Things to do:
1) List every thing the blog post below says readers may have come to do for or with a blogger they follow.
2) In the blog post below, what does the writer say will happen if the writer can't personally announce leaving the blog?

Selection:
You lose the drawstring on your pajamas or sweat pants when it gets sucked inside by the elastic?
Blogs you have read for a long time just peter off into nothingness? I am surprised that spell check agrees that is a word. Why wouldn’t you just post a final entry saying stick a fork in you you’re done? Or at least update periodically that you weren’t eaten by wolves or something. I guess I can understand that you have lost your mojo or interest in blogging, but we, your readers that you worked so hard at cultivating, sometimes grow to care about you and your family, and might have prayed for your situations in the past, and had various levels of blog communication with you, we are always left wondering if you are out having a wonderful life and got too busy to blog or you are in the grips of something truly heinous. I realize that they are not obligated to tell us all about their business, but it seems like a courtesy. A final chapter shall we say. I pinky swear promise that I will tell you all if I am getting out of Dodge. And if I can’t, I will give someone my password and they can.

Data provided:
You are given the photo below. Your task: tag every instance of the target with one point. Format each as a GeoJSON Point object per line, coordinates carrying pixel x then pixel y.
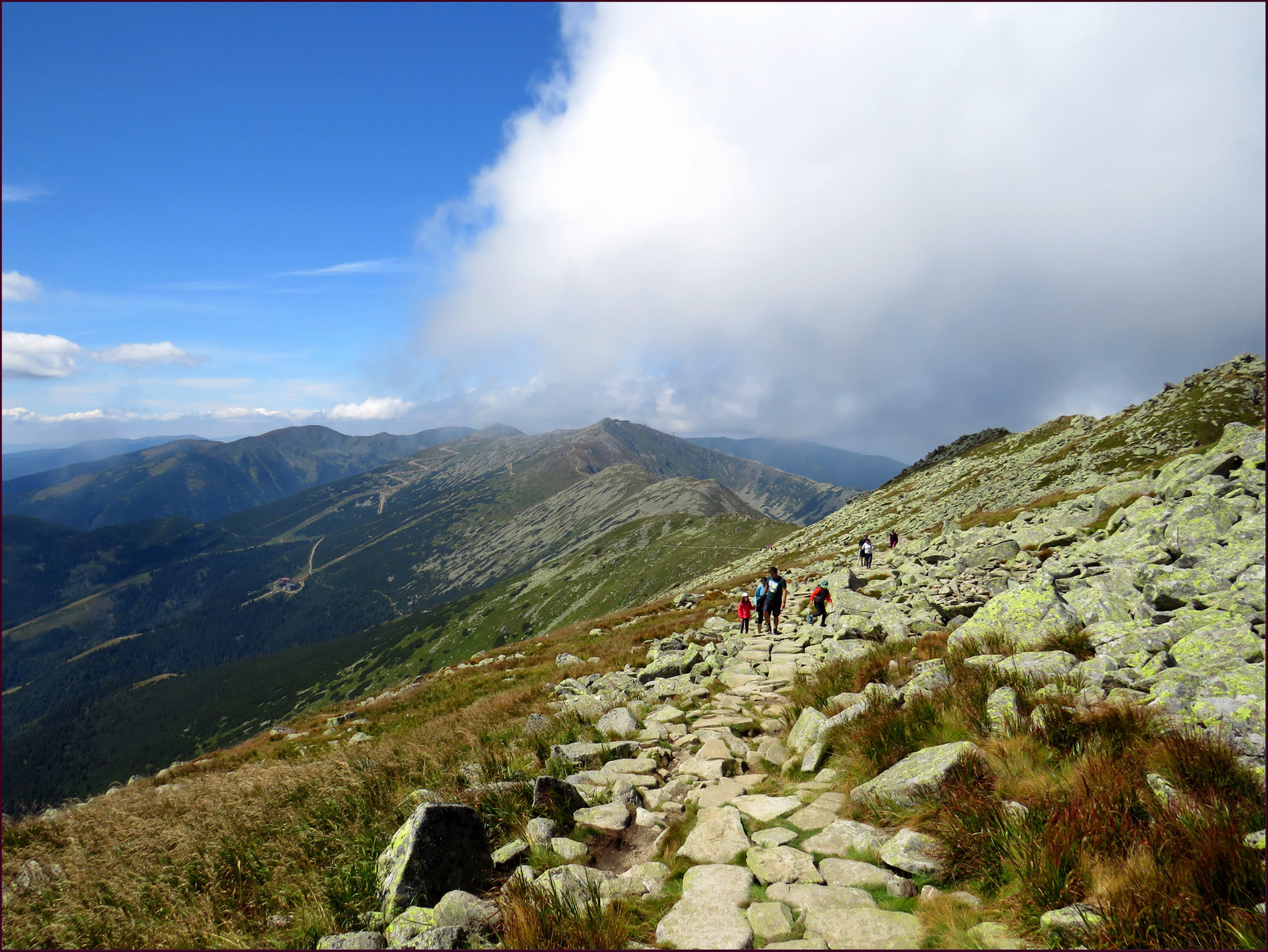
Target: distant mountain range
{"type": "Point", "coordinates": [203, 480]}
{"type": "Point", "coordinates": [824, 465]}
{"type": "Point", "coordinates": [25, 459]}
{"type": "Point", "coordinates": [112, 607]}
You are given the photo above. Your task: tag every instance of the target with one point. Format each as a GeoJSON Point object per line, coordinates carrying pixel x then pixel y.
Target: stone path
{"type": "Point", "coordinates": [1171, 592]}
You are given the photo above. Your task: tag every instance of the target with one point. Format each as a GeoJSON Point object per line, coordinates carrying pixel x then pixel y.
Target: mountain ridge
{"type": "Point", "coordinates": [206, 480]}
{"type": "Point", "coordinates": [824, 465]}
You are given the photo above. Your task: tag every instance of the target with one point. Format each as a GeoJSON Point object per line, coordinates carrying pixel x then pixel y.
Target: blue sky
{"type": "Point", "coordinates": [184, 166]}
{"type": "Point", "coordinates": [873, 226]}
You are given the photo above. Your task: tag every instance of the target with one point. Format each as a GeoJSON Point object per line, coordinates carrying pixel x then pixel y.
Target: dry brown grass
{"type": "Point", "coordinates": [260, 829]}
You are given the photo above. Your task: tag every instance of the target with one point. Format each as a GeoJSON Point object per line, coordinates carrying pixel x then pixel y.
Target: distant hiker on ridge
{"type": "Point", "coordinates": [819, 600]}
{"type": "Point", "coordinates": [777, 596]}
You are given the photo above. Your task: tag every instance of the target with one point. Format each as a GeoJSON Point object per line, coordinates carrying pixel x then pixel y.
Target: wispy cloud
{"type": "Point", "coordinates": [19, 287]}
{"type": "Point", "coordinates": [162, 353]}
{"type": "Point", "coordinates": [23, 193]}
{"type": "Point", "coordinates": [372, 408]}
{"type": "Point", "coordinates": [384, 266]}
{"type": "Point", "coordinates": [33, 357]}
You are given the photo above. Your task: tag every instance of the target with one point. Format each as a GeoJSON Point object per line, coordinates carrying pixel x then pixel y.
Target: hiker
{"type": "Point", "coordinates": [819, 600]}
{"type": "Point", "coordinates": [777, 596]}
{"type": "Point", "coordinates": [760, 602]}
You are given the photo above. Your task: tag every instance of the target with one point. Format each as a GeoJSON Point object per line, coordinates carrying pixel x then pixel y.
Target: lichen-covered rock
{"type": "Point", "coordinates": [410, 924]}
{"type": "Point", "coordinates": [1026, 617]}
{"type": "Point", "coordinates": [353, 939]}
{"type": "Point", "coordinates": [842, 835]}
{"type": "Point", "coordinates": [851, 873]}
{"type": "Point", "coordinates": [864, 928]}
{"type": "Point", "coordinates": [709, 914]}
{"type": "Point", "coordinates": [805, 730]}
{"type": "Point", "coordinates": [771, 922]}
{"type": "Point", "coordinates": [1002, 711]}
{"type": "Point", "coordinates": [916, 776]}
{"type": "Point", "coordinates": [718, 838]}
{"type": "Point", "coordinates": [781, 865]}
{"type": "Point", "coordinates": [913, 852]}
{"type": "Point", "coordinates": [766, 808]}
{"type": "Point", "coordinates": [618, 723]}
{"type": "Point", "coordinates": [606, 818]}
{"type": "Point", "coordinates": [805, 897]}
{"type": "Point", "coordinates": [441, 847]}
{"type": "Point", "coordinates": [468, 913]}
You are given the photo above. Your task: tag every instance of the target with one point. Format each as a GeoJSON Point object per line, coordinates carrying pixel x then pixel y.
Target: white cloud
{"type": "Point", "coordinates": [22, 193]}
{"type": "Point", "coordinates": [384, 266]}
{"type": "Point", "coordinates": [38, 355]}
{"type": "Point", "coordinates": [872, 224]}
{"type": "Point", "coordinates": [162, 353]}
{"type": "Point", "coordinates": [372, 408]}
{"type": "Point", "coordinates": [18, 287]}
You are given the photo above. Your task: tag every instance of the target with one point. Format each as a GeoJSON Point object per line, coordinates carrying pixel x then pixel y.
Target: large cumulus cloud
{"type": "Point", "coordinates": [878, 226]}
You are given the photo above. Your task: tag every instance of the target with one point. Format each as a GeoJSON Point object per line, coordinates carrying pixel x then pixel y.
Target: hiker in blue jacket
{"type": "Point", "coordinates": [777, 596]}
{"type": "Point", "coordinates": [760, 602]}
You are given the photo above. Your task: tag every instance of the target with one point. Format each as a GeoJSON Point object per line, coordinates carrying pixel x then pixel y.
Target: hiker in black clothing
{"type": "Point", "coordinates": [819, 600]}
{"type": "Point", "coordinates": [777, 596]}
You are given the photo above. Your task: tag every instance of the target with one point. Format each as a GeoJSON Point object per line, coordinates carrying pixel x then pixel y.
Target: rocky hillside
{"type": "Point", "coordinates": [1039, 724]}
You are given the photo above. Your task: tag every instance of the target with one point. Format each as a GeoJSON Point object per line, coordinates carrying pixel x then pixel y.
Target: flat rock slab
{"type": "Point", "coordinates": [773, 837]}
{"type": "Point", "coordinates": [726, 721]}
{"type": "Point", "coordinates": [353, 939]}
{"type": "Point", "coordinates": [864, 928]}
{"type": "Point", "coordinates": [609, 818]}
{"type": "Point", "coordinates": [807, 897]}
{"type": "Point", "coordinates": [915, 778]}
{"type": "Point", "coordinates": [850, 873]}
{"type": "Point", "coordinates": [718, 838]}
{"type": "Point", "coordinates": [709, 916]}
{"type": "Point", "coordinates": [783, 865]}
{"type": "Point", "coordinates": [631, 765]}
{"type": "Point", "coordinates": [842, 835]}
{"type": "Point", "coordinates": [913, 852]}
{"type": "Point", "coordinates": [589, 755]}
{"type": "Point", "coordinates": [770, 922]}
{"type": "Point", "coordinates": [766, 808]}
{"type": "Point", "coordinates": [720, 793]}
{"type": "Point", "coordinates": [812, 818]}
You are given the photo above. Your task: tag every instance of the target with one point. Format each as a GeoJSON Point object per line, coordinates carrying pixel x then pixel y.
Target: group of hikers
{"type": "Point", "coordinates": [771, 595]}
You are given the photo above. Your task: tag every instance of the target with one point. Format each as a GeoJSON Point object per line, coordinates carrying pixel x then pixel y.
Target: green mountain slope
{"type": "Point", "coordinates": [418, 531]}
{"type": "Point", "coordinates": [139, 728]}
{"type": "Point", "coordinates": [824, 465]}
{"type": "Point", "coordinates": [25, 461]}
{"type": "Point", "coordinates": [203, 480]}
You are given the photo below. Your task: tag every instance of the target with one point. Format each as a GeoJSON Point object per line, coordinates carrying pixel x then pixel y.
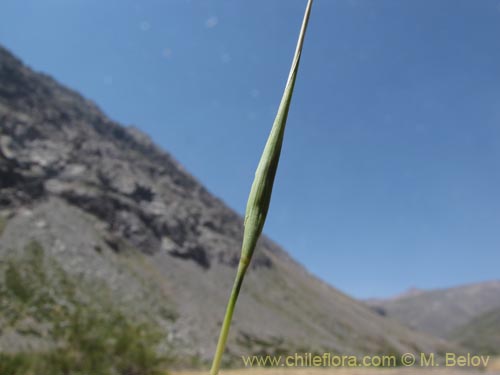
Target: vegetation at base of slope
{"type": "Point", "coordinates": [481, 334]}
{"type": "Point", "coordinates": [40, 303]}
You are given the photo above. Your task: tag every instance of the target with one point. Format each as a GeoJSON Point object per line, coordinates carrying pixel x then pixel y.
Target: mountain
{"type": "Point", "coordinates": [481, 334]}
{"type": "Point", "coordinates": [441, 312]}
{"type": "Point", "coordinates": [103, 233]}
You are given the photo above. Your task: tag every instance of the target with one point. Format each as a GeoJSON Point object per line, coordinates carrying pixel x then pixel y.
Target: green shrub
{"type": "Point", "coordinates": [89, 338]}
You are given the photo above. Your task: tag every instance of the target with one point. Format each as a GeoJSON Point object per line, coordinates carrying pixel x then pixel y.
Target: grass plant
{"type": "Point", "coordinates": [260, 193]}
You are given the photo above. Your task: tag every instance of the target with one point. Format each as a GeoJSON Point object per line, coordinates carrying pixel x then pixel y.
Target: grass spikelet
{"type": "Point", "coordinates": [260, 193]}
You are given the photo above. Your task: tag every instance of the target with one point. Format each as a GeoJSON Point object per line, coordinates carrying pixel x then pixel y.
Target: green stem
{"type": "Point", "coordinates": [221, 344]}
{"type": "Point", "coordinates": [260, 194]}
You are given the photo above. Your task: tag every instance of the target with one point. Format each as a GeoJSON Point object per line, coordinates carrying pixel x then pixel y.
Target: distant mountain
{"type": "Point", "coordinates": [441, 312]}
{"type": "Point", "coordinates": [98, 225]}
{"type": "Point", "coordinates": [481, 334]}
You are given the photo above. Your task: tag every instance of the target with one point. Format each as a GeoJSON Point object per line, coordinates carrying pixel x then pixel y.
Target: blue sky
{"type": "Point", "coordinates": [390, 172]}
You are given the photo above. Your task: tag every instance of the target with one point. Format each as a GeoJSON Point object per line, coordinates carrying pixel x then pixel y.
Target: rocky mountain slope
{"type": "Point", "coordinates": [441, 312]}
{"type": "Point", "coordinates": [482, 333]}
{"type": "Point", "coordinates": [97, 221]}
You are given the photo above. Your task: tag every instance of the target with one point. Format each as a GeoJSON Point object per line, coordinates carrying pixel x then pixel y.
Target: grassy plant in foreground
{"type": "Point", "coordinates": [260, 194]}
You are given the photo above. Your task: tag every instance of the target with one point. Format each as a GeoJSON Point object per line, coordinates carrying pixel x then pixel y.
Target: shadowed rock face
{"type": "Point", "coordinates": [54, 142]}
{"type": "Point", "coordinates": [121, 216]}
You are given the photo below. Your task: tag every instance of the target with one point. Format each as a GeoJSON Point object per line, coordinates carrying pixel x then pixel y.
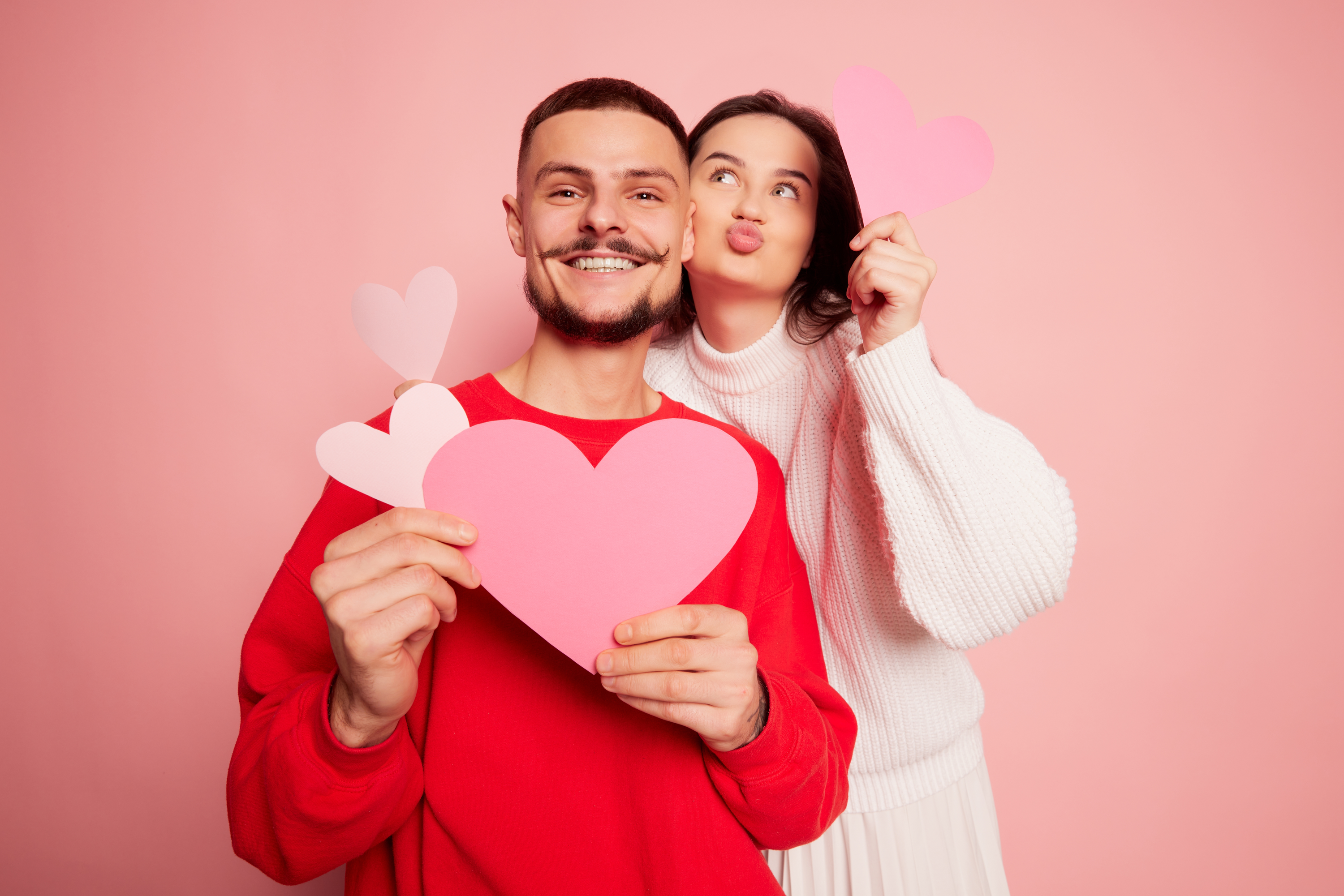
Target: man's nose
{"type": "Point", "coordinates": [603, 215]}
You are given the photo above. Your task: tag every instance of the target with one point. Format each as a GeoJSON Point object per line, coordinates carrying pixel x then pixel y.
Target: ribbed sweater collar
{"type": "Point", "coordinates": [757, 366]}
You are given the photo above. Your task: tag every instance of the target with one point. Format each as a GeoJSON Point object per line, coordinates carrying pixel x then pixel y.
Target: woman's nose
{"type": "Point", "coordinates": [749, 210]}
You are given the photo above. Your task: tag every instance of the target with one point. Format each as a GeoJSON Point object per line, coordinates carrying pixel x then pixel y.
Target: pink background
{"type": "Point", "coordinates": [1150, 288]}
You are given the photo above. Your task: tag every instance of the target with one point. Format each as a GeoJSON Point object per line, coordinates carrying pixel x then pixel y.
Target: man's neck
{"type": "Point", "coordinates": [596, 382]}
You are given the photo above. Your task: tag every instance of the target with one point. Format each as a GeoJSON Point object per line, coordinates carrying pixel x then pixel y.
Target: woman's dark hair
{"type": "Point", "coordinates": [818, 303]}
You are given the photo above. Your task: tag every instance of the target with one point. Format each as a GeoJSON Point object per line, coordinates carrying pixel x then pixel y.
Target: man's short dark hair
{"type": "Point", "coordinates": [603, 93]}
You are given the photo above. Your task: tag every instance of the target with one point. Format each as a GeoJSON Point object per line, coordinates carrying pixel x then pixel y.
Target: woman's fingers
{"type": "Point", "coordinates": [893, 285]}
{"type": "Point", "coordinates": [401, 390]}
{"type": "Point", "coordinates": [894, 227]}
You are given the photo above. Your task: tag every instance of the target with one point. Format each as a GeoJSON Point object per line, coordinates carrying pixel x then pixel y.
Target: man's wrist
{"type": "Point", "coordinates": [353, 726]}
{"type": "Point", "coordinates": [760, 715]}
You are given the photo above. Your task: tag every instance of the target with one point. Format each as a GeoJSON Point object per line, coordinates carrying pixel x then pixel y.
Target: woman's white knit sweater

Complete answers:
1)
- Grow to care about the blogger and the blogger's family
- Pray for the blogger's situations in the past
- Have various levels of blog communication with the blogger

2) The writer will give someone the password so that person can tell readers.